[Point placement records]
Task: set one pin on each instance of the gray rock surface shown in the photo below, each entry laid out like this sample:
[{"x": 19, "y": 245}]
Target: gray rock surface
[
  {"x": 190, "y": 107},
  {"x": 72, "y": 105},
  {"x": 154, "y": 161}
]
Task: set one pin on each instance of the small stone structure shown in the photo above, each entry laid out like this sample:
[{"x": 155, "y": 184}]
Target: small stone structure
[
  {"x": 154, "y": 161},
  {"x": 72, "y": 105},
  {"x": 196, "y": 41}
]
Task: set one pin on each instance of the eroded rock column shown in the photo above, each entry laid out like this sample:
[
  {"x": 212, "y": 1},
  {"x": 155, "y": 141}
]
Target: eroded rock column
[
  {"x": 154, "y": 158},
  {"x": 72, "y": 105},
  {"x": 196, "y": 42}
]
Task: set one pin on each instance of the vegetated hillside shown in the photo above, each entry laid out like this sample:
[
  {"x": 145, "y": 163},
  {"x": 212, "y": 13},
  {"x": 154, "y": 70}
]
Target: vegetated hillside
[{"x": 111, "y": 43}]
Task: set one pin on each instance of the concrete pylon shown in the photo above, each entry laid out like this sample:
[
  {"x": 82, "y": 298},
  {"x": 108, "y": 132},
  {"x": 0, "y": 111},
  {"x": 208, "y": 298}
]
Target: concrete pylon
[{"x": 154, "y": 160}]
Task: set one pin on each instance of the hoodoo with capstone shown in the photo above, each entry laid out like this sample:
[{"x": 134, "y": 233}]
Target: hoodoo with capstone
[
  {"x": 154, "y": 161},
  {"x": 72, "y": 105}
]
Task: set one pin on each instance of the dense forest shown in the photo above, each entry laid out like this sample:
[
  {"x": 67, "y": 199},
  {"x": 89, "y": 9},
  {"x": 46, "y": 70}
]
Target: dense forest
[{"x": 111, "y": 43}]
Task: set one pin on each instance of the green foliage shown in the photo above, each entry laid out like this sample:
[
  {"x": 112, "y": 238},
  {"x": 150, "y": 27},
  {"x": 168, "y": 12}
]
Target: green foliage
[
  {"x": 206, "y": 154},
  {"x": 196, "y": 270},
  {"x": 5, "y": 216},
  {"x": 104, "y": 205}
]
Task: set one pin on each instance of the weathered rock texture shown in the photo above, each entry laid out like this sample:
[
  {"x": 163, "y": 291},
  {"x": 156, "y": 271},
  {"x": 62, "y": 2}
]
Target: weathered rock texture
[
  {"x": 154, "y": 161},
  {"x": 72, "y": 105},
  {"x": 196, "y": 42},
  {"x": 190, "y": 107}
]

• Task instructions
The lines to reproduce run from the one that contains "Task: set one pin on each instance of the concrete" through the last line above; copy them exactly.

• Exercise answer
Task: set one pin on each instance of the concrete pylon shown in the photo above, each entry laid out like this sample:
[
  {"x": 82, "y": 298},
  {"x": 108, "y": 132},
  {"x": 0, "y": 111},
  {"x": 208, "y": 298}
]
Target: concrete pylon
[{"x": 154, "y": 160}]
Task: set one pin on each instance of the hoodoo with capstone shown in the photo above, each entry laid out like this sample:
[{"x": 134, "y": 233}]
Target: hoodoo with capstone
[
  {"x": 154, "y": 161},
  {"x": 72, "y": 105}
]
Task: set one pin on each instance of the dense forest shown in the photo above, each entry laid out like this sample:
[
  {"x": 67, "y": 199},
  {"x": 89, "y": 9},
  {"x": 46, "y": 70}
]
Target: dense forest
[{"x": 111, "y": 43}]
Task: set one pin on each instance of the green foliage shown in the photo above, each entry laid out like this sample:
[
  {"x": 112, "y": 238},
  {"x": 150, "y": 27},
  {"x": 168, "y": 12}
]
Target: green foliage
[
  {"x": 206, "y": 154},
  {"x": 196, "y": 270},
  {"x": 5, "y": 216},
  {"x": 104, "y": 205}
]
Task: set one pin on each instance of the weathered rock texture shown in the photo above, each entry laid out like this sample:
[
  {"x": 163, "y": 291},
  {"x": 156, "y": 271},
  {"x": 62, "y": 2}
]
Target: weathered rock texture
[
  {"x": 154, "y": 161},
  {"x": 72, "y": 105},
  {"x": 196, "y": 42},
  {"x": 190, "y": 107}
]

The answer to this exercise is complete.